AIM: Return the lines below exactly as they stand, from the line that contains "Task — for every instance of the gray carpet, mark" down to the end of the entries.

Items from a data source:
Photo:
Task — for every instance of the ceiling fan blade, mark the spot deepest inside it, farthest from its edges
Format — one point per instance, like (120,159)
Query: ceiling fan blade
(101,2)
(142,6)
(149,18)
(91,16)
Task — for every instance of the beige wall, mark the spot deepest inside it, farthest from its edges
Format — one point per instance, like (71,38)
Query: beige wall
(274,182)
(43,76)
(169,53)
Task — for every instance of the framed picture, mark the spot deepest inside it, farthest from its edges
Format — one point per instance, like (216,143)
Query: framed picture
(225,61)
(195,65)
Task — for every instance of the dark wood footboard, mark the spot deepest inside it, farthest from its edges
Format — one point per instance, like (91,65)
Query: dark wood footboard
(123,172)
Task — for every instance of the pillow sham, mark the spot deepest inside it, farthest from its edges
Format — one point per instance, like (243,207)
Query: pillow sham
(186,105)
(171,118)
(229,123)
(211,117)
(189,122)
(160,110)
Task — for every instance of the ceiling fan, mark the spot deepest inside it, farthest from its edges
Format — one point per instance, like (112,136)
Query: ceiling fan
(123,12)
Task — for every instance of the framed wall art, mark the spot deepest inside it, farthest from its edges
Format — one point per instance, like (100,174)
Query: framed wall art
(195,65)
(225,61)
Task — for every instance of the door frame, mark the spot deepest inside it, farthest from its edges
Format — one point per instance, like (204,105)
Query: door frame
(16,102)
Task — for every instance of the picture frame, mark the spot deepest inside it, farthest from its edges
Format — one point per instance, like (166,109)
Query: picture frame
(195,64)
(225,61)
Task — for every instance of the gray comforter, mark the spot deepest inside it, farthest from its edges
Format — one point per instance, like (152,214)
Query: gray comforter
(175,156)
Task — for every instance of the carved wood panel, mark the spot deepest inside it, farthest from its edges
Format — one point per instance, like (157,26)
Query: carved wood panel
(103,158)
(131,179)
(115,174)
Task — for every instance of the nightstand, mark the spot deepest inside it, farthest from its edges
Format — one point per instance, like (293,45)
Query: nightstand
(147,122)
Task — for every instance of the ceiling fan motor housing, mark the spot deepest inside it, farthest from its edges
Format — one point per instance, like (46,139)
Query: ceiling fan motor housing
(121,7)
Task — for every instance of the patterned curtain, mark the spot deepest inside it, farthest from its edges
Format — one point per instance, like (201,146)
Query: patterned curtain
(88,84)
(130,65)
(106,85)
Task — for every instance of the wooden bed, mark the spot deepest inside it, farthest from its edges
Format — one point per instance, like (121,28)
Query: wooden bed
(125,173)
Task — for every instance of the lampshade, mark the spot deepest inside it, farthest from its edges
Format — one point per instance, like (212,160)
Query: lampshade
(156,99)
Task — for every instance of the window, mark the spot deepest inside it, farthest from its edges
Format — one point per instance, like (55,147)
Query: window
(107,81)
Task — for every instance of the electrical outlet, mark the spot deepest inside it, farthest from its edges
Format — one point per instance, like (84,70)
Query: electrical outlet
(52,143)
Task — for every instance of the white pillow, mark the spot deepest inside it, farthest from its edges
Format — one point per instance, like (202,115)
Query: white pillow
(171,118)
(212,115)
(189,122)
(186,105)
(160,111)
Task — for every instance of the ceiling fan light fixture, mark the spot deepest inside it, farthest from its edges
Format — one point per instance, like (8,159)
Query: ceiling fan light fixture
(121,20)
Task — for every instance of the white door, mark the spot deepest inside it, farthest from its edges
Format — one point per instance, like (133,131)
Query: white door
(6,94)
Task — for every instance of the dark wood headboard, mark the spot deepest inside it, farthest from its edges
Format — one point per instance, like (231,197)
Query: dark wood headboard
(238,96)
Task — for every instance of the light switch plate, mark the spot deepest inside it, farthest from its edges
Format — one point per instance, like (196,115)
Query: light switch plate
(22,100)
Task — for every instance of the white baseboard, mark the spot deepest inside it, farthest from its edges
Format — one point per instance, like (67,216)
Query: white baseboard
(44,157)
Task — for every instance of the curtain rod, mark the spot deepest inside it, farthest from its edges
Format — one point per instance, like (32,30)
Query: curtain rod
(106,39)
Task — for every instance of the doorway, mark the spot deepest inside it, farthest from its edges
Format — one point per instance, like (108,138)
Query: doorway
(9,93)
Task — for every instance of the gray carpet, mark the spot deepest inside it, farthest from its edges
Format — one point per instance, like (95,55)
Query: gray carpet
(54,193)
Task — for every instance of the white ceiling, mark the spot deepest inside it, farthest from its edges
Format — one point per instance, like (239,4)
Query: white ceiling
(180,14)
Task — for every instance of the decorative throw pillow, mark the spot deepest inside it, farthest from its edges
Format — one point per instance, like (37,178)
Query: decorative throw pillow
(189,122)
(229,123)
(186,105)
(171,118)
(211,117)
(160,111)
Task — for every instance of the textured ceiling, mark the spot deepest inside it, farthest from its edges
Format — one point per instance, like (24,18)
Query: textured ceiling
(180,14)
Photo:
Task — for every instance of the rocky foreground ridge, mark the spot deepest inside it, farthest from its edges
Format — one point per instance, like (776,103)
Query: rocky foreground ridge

ANSWER TO THE PROBLEM:
Task — for every instance of the gray carpet, mark the spot deepest inside it, farthest from its edges
Format — one point per instance, like (95,55)
Query: gray carpet
(54,193)
Task — for every instance of the white ceiling, mark the spot deepest inside it, farthest from its edges
Format — one point per instance, like (239,4)
Query: white ceiling
(180,14)
Task — for every instance of the decorative throw pillow, mark the spot deepest inside it, farthest from its edges
Format — one point per instance, like (37,178)
Query: decorative throw pillow
(189,122)
(229,123)
(186,105)
(171,118)
(211,117)
(160,111)
Task — for every instance of the textured ceiling, mark the spot deepest inside it, farthest from its edges
Format — one point per instance, like (24,18)
Query: textured ceiling
(180,14)
Photo:
Task — for every instance of the rocky foreground ridge, mark the spot deepest inside it, farthest from its edges
Format — one point per instance, like (776,103)
Query: rocky foreground ridge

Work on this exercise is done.